**Written task**.
Rewrite the lines below, changing "rocky ground" to "stony terrain" and leaving everything else as it is.

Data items
* * *
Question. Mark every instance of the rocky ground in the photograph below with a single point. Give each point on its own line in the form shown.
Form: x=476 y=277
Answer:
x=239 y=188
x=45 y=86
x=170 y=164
* * *
**Answer to this task**.
Question. Mark every instance of the stony terrain in the photograph below with a single point. Give each point on its own line in the form shown.
Form: x=476 y=277
Answer:
x=239 y=188
x=45 y=86
x=170 y=164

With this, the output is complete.